[What you should do]
Write the next part of the article on the National Culture Forum's tribute to Jacob Oulanyah, starting right after its last paragraph.

Charles Batambuze, National Culture Forum Pay Tribute to Rt.Hon. Jacob L’okori Oulanyah

National Culture Forum (NCF) and all its member associations within the Culture and Creative Industries in Uganda have on Thursday, 31 March 2022 paid tribute to the late Rt Hon. Jacob Oulanyah, the former Speaker of Parliament.

Charles Batambuze represents UCF to pay their respects

Oulanyah’s body is expected to arrive at Entebbe Airport on Friday, taken to Parliament on Tuesday and later a state funeral at Kololo Ceremonial Grounds. He will be laid to rest at Lalogi, Omoro District on April 8.

The members who were led by the Vice Chairman of NCF, Charles Batambuze paid their last respects to the fallen speaker and later signed the condolence books at Parliament.

In his condolence message, Batambuze said the creative sector, fondly remember and hold in high esteem, the Late Right Hon. Jacob L’Okori Oulanyah for modernizing the Copyright Act, 2006, which he moved as a private member’s Bill.

‘’We remember him for his meticulous sense of fashion, specifically his trademark bowtie- all these are products of the Culture and Creative Industries, some of them local products while others acquired through cultural exchange. He has also been hailed for encouraging Members of Parliament to research and debate. This we believe was born out of his own love for the written word in books, journal articles and other reading materials that fed his appetite for knowledge. This he clearly exhibited in his oratory skills, confidence and quality of debate’’, said Batambuze.

Batambuze added that Rt. Hon. Jacob Oulanyah courted the arts and many people in Uganda remember him for his campaign theme song, Yoleng performed by their member Romeo Odongo.

He said the late enjoyed the music as he did the dance, having a unique appreciation and taste for the dances from his cultural background.

Members of UCF arrives at Parliament to pay respect

‘’As an industry, especially the performing arts, the creative sector is probably one of the few still under colonial era laws.  For example, some of the most important old laws include: The Uganda National Cultural Centre Act 1959 under which the National Theatre and Nommo Gallery are managed. The Stage Play and Public Performance Act, 1922’’, he noted.

[Raw data]
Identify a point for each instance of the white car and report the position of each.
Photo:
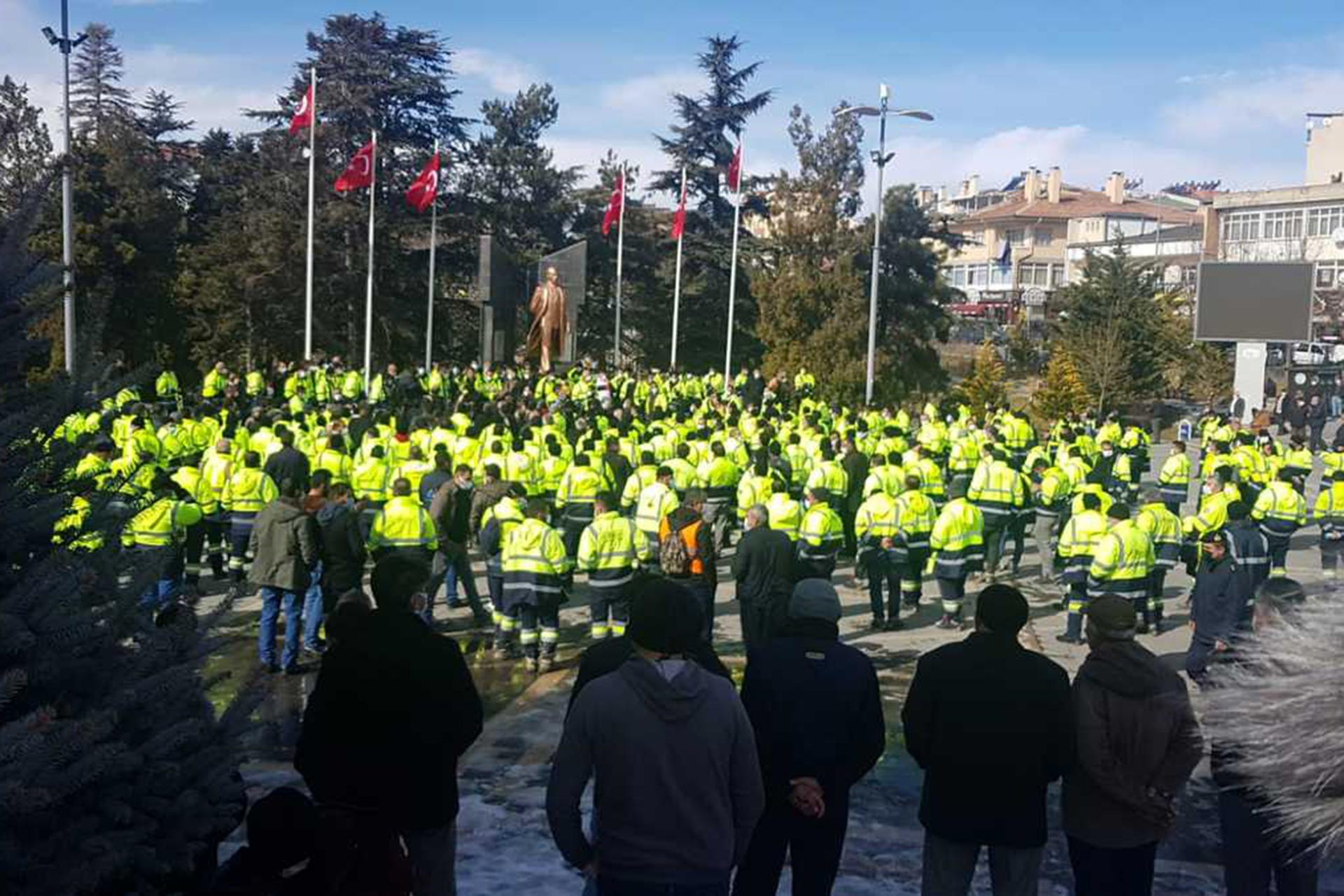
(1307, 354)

---

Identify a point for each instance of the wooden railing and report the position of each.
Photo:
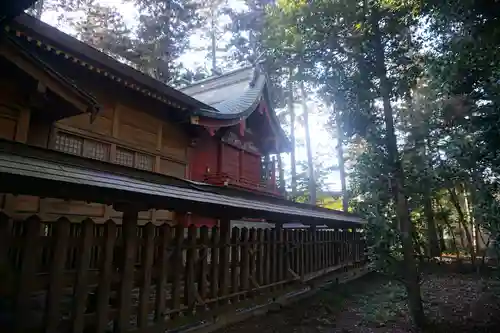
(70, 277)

[Result of this task]
Batambuze asserts that these moribund pieces of legislation, although important, need amendment or repealing to truly create an independent Uganda where the creative sector has been fully taken over by Ugandans that are enormously contributing to national development.

‘’Without his passion and commitment to use his legislative platform to leverage the creative sector, we would probably still be operating under the Copyright Act 1964. The current Copyright legislation incorporated new provisions including: the Office of the Registrar of Copyright; Copyright Information Centre; Collecting Societies and criminalized infringement of Copyright.  Without these provisions, it is impossible to collect and distribute royalties earned by artists and writers from performing right, exhibition and reproduction of their works both locally and internationally’’, he further noted.

It should be remembered that the Covid-19 lockdown on the sector that lasted for 2 years, exposed glaring gaps and weaknesses in the collection of royalties.

The National Culture Forum-NCF and stakeholders appealed to Parliament to honour the memory of Right Hon. Jacob L’Okori Oulanyah by amending the Copyright and Neighboring Rights Act, 2006 to incorporate: i. Relevant provisions that domesticate the so called WIPO Internet Treaties to enable Ugandan digital works enjoy reciprocal protection and royalties globally; ii.Provide for a Private Copy Levy on gadgets used in copying, playing and storage of copyright protected music, literature, films and art without authorization. This we have estimated will yield Shs 68 billion which would be the highest investment that government has ever extended to the creative sector. iii.Provide for fair remuneration of artists from the revenue generated by CRBTs-Caller Ring Back Tunes.

Batambuze revealed that presently artists, who own the content, earn about 6% of the total collections which is an indicator that someone is unfairly exploiting them.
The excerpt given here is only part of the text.